WHAT YOU ARE ASKED TO DO: Lay out every row below as a JSON list of strings, one string per line, with blank lines dropped. Leave the pictures out of the list.

- - - - -

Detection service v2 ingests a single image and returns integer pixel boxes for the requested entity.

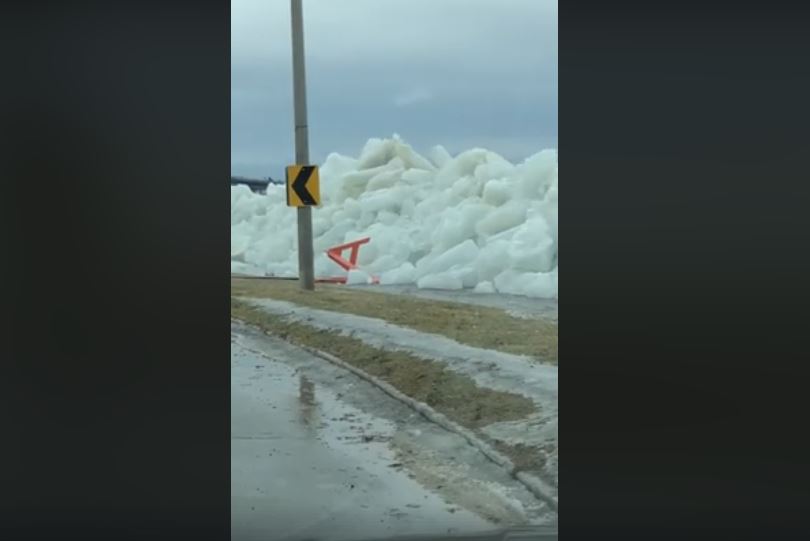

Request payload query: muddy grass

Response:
[493,440,546,473]
[231,299,536,428]
[231,278,557,363]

- - - - -

COMPLETED EXERCISE:
[
  "Detection service v2 ingests a single image and returns integer pixel boxes for the requested entity.",
  "Request payload query: muddy grass",
  "Response:",
  "[493,440,546,473]",
  "[231,299,536,428]",
  "[231,278,557,363]"
]